## Begin STORED ROWS

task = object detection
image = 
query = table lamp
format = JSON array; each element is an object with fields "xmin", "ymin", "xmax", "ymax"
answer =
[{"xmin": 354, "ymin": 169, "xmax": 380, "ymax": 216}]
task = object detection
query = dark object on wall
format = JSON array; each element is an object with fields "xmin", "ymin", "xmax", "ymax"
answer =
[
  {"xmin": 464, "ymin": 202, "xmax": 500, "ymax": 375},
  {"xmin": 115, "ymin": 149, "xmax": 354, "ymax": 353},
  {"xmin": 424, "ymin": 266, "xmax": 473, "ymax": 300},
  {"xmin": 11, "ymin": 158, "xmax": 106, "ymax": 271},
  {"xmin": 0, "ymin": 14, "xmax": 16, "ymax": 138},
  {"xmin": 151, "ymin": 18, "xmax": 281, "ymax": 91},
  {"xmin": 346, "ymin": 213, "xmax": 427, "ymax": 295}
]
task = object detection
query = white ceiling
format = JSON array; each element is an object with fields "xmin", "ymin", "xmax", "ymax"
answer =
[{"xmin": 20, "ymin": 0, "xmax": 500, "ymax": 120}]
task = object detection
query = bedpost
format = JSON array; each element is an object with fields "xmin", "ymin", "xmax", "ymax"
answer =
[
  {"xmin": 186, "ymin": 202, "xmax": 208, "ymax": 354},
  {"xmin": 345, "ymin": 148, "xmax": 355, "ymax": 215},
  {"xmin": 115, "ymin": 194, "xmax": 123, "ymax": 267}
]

## End STORED ROWS
## Begin STORED ROWS

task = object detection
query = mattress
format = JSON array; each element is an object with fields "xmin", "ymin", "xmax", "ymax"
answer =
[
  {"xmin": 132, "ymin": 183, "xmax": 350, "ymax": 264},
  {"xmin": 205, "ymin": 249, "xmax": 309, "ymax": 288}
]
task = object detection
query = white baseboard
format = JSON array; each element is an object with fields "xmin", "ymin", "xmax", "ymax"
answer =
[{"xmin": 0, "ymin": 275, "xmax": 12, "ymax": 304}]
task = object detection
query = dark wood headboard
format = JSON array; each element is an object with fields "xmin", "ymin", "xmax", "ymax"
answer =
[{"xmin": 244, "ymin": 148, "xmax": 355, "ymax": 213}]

## End STORED ROWS
## Begin STORED ROWS

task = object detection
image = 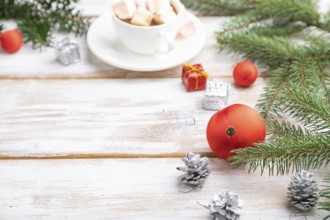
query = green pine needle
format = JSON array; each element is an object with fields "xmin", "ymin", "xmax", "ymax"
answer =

## End STORED ROWS

TASK REQUIREMENTS → Find each line in the rows above that contains the string "query", and copy every such line in full.

RESULT OF THE TASK →
query = table lamp
query = dark object on wall
query = white ceiling
query = bedpost
query = mattress
query = white baseboard
query = dark wood headboard
query = green pine needle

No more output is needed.